### 作業指示
「is: metal pole」を含む行からレコードの最後の行までの部分を、「番号」と「内容」の2列からなるMarkdown表として出力してください。各行の通し番号と、その行の文を1行ずつ記入し、空行は除いてください。

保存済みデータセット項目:
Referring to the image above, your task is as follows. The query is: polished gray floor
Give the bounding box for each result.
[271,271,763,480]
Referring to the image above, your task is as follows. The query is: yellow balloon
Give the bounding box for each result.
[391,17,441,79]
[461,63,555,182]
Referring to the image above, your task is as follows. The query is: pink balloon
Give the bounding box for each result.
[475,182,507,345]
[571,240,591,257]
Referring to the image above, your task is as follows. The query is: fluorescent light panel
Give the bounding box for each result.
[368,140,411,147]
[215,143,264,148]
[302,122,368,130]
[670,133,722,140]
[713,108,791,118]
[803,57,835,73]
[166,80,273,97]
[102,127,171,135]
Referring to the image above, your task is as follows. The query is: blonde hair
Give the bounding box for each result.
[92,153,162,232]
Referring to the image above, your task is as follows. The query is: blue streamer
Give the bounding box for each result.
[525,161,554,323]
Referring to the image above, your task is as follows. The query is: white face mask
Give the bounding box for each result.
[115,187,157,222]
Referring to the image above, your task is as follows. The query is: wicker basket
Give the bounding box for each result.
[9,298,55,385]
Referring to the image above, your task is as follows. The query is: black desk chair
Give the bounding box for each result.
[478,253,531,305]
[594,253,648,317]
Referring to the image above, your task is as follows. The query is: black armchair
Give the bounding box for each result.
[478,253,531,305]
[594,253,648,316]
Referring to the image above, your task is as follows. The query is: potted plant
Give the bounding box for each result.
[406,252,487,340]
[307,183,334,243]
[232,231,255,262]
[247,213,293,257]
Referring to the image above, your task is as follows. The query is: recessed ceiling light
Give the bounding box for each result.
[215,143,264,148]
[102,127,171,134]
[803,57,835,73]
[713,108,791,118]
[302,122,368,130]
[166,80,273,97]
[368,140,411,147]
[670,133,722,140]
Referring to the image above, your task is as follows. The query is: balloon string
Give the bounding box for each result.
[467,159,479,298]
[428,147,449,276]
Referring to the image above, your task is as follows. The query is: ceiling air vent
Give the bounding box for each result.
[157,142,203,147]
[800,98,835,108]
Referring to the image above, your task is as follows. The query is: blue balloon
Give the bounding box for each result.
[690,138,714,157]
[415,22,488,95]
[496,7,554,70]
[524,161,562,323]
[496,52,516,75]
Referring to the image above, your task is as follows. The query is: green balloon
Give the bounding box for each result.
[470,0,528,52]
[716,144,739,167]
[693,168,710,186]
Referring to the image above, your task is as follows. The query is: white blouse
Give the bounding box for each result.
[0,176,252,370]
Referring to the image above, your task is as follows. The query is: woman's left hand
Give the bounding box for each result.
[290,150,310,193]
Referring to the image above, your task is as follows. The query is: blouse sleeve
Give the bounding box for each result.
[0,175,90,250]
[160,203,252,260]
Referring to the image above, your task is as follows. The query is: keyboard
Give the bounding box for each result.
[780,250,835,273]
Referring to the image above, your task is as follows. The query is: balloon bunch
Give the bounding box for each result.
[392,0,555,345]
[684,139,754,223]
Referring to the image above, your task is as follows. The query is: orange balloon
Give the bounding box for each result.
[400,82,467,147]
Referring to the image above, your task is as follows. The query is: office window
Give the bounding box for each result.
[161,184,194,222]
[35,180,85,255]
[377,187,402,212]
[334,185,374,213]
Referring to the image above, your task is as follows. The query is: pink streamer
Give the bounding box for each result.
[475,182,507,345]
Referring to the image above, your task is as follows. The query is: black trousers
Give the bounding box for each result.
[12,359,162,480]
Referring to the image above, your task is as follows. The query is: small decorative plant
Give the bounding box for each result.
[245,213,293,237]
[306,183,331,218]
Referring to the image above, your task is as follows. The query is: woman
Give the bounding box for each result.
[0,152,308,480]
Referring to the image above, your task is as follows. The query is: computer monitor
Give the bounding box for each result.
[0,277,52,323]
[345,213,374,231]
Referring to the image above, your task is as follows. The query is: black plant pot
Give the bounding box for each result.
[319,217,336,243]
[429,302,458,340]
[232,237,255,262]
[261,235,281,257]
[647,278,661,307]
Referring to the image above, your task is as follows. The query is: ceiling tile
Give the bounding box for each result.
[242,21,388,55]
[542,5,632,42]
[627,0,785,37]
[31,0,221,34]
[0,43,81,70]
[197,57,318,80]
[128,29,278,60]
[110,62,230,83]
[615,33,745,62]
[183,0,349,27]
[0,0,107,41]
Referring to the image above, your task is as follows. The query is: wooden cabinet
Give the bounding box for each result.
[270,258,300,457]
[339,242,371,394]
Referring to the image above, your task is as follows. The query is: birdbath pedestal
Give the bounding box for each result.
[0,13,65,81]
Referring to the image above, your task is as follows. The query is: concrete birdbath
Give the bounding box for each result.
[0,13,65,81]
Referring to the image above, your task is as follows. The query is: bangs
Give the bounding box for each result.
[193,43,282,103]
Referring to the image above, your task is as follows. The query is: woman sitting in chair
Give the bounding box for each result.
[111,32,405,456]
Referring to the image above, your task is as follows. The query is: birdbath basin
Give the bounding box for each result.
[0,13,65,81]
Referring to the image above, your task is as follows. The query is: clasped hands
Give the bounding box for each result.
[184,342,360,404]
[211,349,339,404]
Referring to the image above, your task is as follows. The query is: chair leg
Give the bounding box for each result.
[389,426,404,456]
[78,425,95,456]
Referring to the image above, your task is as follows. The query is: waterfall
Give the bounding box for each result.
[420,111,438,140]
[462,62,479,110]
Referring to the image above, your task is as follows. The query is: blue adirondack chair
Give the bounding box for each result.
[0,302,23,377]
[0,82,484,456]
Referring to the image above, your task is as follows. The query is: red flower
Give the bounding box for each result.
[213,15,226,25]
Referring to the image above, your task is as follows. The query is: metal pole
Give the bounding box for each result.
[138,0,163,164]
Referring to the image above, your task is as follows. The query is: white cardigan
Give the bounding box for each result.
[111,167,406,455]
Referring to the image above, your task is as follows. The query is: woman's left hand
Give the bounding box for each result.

### 解答
| 番号 | 内容 |
|---|---|
| 1 | Referring to the image above, your task is as follows. The query is: metal pole |
| 2 | Give the bounding box for each result. |
| 3 | [138,0,163,164] |
| 4 | Referring to the image above, your task is as follows. The query is: white cardigan |
| 5 | Give the bounding box for each result. |
| 6 | [111,167,406,455] |
| 7 | Referring to the image above, your task is as follows. The query is: woman's left hand |
| 8 | Give the bounding box for each result. |